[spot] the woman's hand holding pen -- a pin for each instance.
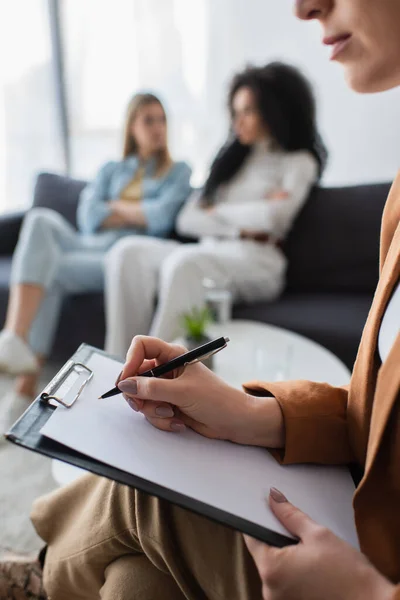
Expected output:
(195, 397)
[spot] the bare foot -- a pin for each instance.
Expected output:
(21, 578)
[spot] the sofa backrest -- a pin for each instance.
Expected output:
(334, 243)
(59, 193)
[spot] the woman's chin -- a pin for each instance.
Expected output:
(371, 81)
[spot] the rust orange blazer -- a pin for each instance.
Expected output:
(359, 423)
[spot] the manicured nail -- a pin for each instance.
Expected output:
(118, 378)
(277, 496)
(164, 411)
(129, 386)
(178, 427)
(132, 404)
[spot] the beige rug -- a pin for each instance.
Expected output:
(24, 476)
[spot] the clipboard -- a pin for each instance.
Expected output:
(26, 433)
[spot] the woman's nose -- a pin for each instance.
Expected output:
(312, 9)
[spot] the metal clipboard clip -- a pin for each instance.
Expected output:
(57, 382)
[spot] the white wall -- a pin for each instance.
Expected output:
(187, 50)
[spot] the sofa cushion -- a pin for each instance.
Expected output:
(334, 320)
(59, 193)
(334, 243)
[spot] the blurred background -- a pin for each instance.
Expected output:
(68, 68)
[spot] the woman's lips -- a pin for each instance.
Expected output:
(338, 43)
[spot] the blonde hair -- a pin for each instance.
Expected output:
(164, 160)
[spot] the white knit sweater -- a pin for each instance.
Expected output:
(243, 203)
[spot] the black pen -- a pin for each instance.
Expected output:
(188, 358)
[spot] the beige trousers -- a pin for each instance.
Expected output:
(107, 541)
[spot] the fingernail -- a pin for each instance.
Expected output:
(129, 386)
(132, 404)
(118, 378)
(178, 427)
(164, 411)
(277, 496)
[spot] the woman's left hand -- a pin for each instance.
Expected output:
(320, 566)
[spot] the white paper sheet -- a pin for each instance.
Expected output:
(227, 476)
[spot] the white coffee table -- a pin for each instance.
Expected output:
(257, 351)
(269, 353)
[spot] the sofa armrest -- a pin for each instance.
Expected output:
(10, 226)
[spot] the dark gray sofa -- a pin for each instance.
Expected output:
(332, 249)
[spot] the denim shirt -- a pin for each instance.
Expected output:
(162, 196)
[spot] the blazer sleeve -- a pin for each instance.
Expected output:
(196, 222)
(315, 419)
(276, 216)
(92, 207)
(161, 212)
(396, 595)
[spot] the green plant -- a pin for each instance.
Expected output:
(196, 321)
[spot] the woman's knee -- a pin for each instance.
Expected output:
(122, 254)
(40, 220)
(183, 263)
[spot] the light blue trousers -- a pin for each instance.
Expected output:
(52, 254)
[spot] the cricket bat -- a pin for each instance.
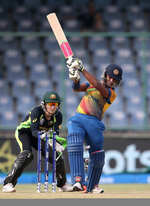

- DIRECTIONS -
Your output must match the records word for word, apart from the images, which are left out.

- SOLUTION -
[spot] the woman's hand holding pen -- a pin for each instance.
Expected output:
(195, 397)
[spot] the bare foot -- a pin for each instance.
Expected output:
(21, 578)
[spot] the sofa backrest -- a pin for each instance.
Expected output:
(334, 243)
(59, 193)
[spot] the woman's chin -- a pin for each instance.
Expected output:
(371, 81)
[spot] the rust orange blazer -- a pin for each instance.
Expected output:
(359, 423)
[spot] the manicured nail -- a pin for each instance.
Expected output:
(118, 378)
(277, 496)
(164, 411)
(129, 386)
(178, 427)
(132, 404)
[spot] the beige rug -- a pin for each instance.
Expected output:
(24, 476)
[spot] the clipboard -- a pin for each instance.
Expected output:
(26, 433)
[spot] the woman's nose -- a pin for each instance.
Expected output:
(312, 9)
[spot] the metal clipboard clip -- a pin for each instance.
Expected output:
(57, 382)
[spot] the white wall -- a pin for each instance.
Expected output:
(187, 50)
[spot] the sofa cushion -- a pin for each instance.
Expected output:
(334, 320)
(59, 193)
(334, 243)
[spot] the blurred background -- a pin for each instance.
Expected output:
(68, 68)
[spot] the woman's lips -- a pin for each instance.
Expected output:
(338, 43)
[spot] the blonde hair -- a pin for each instance.
Expected output:
(164, 160)
[spot] the white knit sweater -- a pin for each instance.
Expected output:
(243, 203)
[spot] the black pen -- a pin for each instance.
Expected output:
(188, 358)
[spot] the beige trousers -- a pin for each instance.
Expected output:
(107, 541)
[spot] the fingernail -- a pin for each instance.
Expected output:
(129, 386)
(132, 404)
(118, 378)
(178, 427)
(164, 411)
(277, 496)
[spot] the woman's left hand -- a pin for each instance.
Expected output:
(320, 566)
[spot] the white paper sheet -- a pin for each instance.
Expected output:
(227, 476)
[spot] the white coffee table -- a pin for each instance.
Expected output:
(257, 351)
(269, 353)
[spot] the sofa armrest -- a pin for each instance.
Expected output:
(10, 226)
[spot] the dark gray sofa -- a pin for each instance.
Expected output:
(332, 249)
[spot] the denim shirt -- a pin for each instance.
Expected output:
(162, 196)
[spot] the blazer sleeve -- a pin for each instance.
Expected output:
(196, 222)
(315, 419)
(276, 216)
(92, 207)
(161, 212)
(396, 595)
[spot] the green plant -- a pin for each instance.
Expected output:
(196, 321)
[spot] the woman's knee -- a pin for each instance.
Expected output:
(122, 254)
(40, 220)
(183, 263)
[spot] the light blue trousers -- a pin for each instance.
Expected output:
(52, 254)
[spot] the cricket bat -- a pin for each instance.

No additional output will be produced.